◆ What the task requires: Express the lines from the one containing "Test: the pointer marks one pixel per instance of the leafy" through the one containing "x=142 y=173" as a JSON list of strings, one string per line, with blank lines omitted.

* BEGIN Provided entries *

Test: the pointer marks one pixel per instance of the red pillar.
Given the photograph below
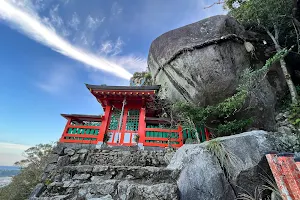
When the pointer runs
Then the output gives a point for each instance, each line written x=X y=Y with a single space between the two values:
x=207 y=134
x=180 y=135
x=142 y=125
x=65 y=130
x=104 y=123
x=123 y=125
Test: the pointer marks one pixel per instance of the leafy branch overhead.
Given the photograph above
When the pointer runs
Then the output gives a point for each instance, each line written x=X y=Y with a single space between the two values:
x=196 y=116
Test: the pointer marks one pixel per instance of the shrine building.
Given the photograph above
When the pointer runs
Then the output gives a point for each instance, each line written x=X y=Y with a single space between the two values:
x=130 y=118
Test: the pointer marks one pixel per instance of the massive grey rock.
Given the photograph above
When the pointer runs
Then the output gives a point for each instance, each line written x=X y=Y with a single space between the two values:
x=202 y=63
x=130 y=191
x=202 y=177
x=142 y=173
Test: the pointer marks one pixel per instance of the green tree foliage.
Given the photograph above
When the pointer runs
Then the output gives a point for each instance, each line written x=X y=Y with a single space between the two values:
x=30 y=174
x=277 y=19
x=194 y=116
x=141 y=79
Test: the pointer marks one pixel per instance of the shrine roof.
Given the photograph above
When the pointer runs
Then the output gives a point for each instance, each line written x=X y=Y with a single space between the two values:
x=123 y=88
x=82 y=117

* END Provided entries *

◆ Solution for this problem:
[
  "Test: the pointer marks one pixel per instance of the leafy branch overhead.",
  "Given the photograph above",
  "When the pointer runs",
  "Then the output gives a point for each instance, each line written x=X y=Y with a single space between the two values:",
  "x=196 y=116",
  "Test: the pointer marks one pixel per instance of the shrine building.",
  "Given the photograph above",
  "When the pointer runs",
  "Then the output gives a point for each instance, each line written x=X y=Y with a single space between the two values:",
  "x=130 y=118",
  "Test: the pointer marks one pixel per instance of the massive grey rock.",
  "Given the photograph above",
  "When the pointer runs",
  "Then the output gives a point for each instance, each line written x=X y=Y with a single space between the two values:",
  "x=202 y=63",
  "x=130 y=191",
  "x=202 y=177",
  "x=142 y=173"
]